→ Data in this exercise
——————

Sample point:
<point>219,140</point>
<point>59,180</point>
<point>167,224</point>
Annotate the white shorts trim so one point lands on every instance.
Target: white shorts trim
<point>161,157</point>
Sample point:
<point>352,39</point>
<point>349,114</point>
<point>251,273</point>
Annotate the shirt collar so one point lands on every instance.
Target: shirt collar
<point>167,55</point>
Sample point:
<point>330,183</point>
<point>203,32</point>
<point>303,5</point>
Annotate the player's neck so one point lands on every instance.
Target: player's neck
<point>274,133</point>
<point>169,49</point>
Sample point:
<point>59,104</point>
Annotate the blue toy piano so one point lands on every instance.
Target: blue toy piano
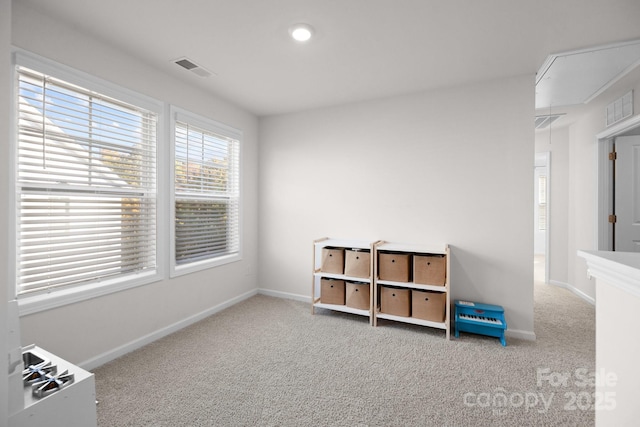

——————

→ Your objective
Edit the records above so that every "Target" becomes "Object", leaving everything else as it stands. Leave the pictures out of your answer.

→ Response to the task
Sample point:
<point>219,140</point>
<point>59,180</point>
<point>167,224</point>
Annotate the white shorts trim so one point lands on every instance.
Object: white shorts trim
<point>161,157</point>
Sample point:
<point>352,39</point>
<point>349,114</point>
<point>251,273</point>
Annotate the shirt collar so one point lands on every instance.
Object: shirt collar
<point>167,55</point>
Sample point:
<point>330,183</point>
<point>203,32</point>
<point>303,5</point>
Annotate the player's neck so one point lands on every instance.
Object: player's neck
<point>274,133</point>
<point>169,49</point>
Sample point:
<point>59,104</point>
Annotate the blue toy piano so one point lands on every instance.
Object: blue toy piano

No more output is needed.